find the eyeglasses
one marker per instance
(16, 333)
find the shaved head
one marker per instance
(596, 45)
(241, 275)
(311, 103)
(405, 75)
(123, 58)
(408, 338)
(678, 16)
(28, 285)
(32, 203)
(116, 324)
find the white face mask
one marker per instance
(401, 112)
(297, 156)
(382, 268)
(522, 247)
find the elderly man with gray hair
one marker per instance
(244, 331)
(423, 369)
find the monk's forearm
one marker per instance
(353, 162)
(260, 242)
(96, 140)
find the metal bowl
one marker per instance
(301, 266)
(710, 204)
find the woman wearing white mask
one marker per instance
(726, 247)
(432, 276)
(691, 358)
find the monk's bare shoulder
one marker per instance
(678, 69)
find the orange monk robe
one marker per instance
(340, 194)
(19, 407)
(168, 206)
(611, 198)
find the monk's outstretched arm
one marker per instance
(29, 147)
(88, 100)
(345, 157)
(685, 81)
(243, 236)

────────

» What is expected
Go to the line with "find the woman wearing white mask" and set down that line and every line after it, through the end of the material above, word for word.

» Exercise response
find the woman wearing white mask
one marker per instance
(726, 247)
(432, 276)
(691, 358)
find the monk's bare shoulder
one marker per instance
(678, 69)
find the orange monk robe
one marker per instance
(340, 194)
(19, 407)
(168, 206)
(611, 198)
find the monk's outstretched arm
one marker per instance
(29, 147)
(88, 100)
(345, 157)
(685, 81)
(243, 236)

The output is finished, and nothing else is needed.